** Opening Exercise materials block **

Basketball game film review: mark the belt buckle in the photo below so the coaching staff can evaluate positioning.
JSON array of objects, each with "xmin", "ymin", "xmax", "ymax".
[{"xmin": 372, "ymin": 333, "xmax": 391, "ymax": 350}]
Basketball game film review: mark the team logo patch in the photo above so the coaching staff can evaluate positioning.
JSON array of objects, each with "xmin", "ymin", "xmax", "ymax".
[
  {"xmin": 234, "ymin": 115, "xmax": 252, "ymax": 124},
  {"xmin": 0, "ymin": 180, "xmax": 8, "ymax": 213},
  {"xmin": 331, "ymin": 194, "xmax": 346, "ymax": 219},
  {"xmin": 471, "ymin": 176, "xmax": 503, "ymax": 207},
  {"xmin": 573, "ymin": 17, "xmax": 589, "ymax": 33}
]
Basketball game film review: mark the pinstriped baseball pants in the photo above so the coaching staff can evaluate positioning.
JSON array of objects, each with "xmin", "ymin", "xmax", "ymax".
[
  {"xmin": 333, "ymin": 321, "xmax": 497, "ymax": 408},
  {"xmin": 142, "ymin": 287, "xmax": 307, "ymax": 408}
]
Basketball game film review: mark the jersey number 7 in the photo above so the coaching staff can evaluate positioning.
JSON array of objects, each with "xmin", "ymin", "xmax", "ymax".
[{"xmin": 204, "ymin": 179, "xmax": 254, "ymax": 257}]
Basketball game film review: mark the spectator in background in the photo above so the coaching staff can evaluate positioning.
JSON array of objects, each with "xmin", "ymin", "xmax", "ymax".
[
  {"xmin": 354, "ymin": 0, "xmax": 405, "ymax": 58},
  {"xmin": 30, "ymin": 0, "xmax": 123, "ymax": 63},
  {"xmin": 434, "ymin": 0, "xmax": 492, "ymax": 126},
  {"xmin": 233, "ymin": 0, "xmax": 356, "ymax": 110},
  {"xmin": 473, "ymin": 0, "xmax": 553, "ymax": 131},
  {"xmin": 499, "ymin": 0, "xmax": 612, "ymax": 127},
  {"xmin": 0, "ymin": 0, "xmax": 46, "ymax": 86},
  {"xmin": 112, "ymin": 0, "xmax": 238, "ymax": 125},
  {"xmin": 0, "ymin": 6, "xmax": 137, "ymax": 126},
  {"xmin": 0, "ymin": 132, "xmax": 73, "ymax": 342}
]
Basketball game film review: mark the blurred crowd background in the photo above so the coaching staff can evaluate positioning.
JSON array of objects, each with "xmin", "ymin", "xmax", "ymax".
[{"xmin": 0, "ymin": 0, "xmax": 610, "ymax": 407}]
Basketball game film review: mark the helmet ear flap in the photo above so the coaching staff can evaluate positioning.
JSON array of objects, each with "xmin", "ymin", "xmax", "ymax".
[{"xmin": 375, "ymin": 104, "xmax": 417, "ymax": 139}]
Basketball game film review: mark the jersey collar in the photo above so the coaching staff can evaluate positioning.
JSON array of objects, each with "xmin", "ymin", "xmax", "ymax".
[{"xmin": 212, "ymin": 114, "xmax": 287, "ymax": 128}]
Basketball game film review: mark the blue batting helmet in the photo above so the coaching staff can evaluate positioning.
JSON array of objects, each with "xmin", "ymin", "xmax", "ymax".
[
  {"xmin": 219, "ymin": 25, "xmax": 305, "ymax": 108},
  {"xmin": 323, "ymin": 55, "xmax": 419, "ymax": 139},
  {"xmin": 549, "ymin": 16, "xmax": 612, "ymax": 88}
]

** Closing Exercise materials block **

# Work required
Stopping at the line containing "Basketball game film review: mark the jersey number", please repeat exactly every line from the very start of the entries, that line included, and nothing more.

# Output below
Basketball game film review: mark the belt buckle in the photo below so the coaching staff can evaluate positioning.
JSON array of objects, each with "xmin", "ymin", "xmax", "ymax".
[{"xmin": 372, "ymin": 333, "xmax": 391, "ymax": 350}]
Basketball game film review: mark the team logo patch in the photo above so the coaching staff can evaluate positioning.
JSON array of objects, each with "xmin", "ymin", "xmax", "ymax".
[
  {"xmin": 234, "ymin": 115, "xmax": 252, "ymax": 124},
  {"xmin": 0, "ymin": 180, "xmax": 8, "ymax": 213},
  {"xmin": 331, "ymin": 194, "xmax": 346, "ymax": 219},
  {"xmin": 471, "ymin": 176, "xmax": 503, "ymax": 207},
  {"xmin": 573, "ymin": 17, "xmax": 589, "ymax": 33}
]
Basketball game film review: mark the pinstriped baseball pants in the photo above so the coaching staff can evaluate positioning.
JSON array of objects, each with "xmin", "ymin", "xmax", "ymax".
[
  {"xmin": 333, "ymin": 321, "xmax": 497, "ymax": 408},
  {"xmin": 142, "ymin": 287, "xmax": 307, "ymax": 408}
]
Basketball game film review: mark the jersey number 7 in the photo above so the coaching staff can evaluate positioning.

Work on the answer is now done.